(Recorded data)
↓

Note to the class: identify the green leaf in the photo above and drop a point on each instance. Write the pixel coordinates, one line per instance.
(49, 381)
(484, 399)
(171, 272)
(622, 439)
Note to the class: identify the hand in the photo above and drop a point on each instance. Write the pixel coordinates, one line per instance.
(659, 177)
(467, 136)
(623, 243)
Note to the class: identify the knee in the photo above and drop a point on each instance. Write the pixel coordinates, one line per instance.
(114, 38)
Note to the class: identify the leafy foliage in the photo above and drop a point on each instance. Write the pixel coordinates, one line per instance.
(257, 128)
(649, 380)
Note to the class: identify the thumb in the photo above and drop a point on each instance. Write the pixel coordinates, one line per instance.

↑

ACTION ITEM -> Starting at the first line and ending at the last, retype the entries above.

ANSWER ->
Note to the class: identify the green leaf in the photo above and drop a point on each instance. Write the pixel coordinates, one line per instance.
(49, 381)
(484, 399)
(171, 272)
(622, 439)
Note to the class: identify the hand in the photo above and drop a point on each instance. Write the pixel coordinates, one line per instance.
(659, 177)
(467, 136)
(623, 243)
Note to the class: identify the knee in the photo above and drop a point on each instance. Write the pixel coordinates, one line per instance.
(114, 38)
Note to the class: identify the leafy foliage in the photo above and drop a point on each instance. Write the pixel coordinates, one line per instance.
(257, 128)
(649, 380)
Note to the class: identify the thumb in the photo above and drop a point on each instance. Write the pixel coordinates, one line per instance.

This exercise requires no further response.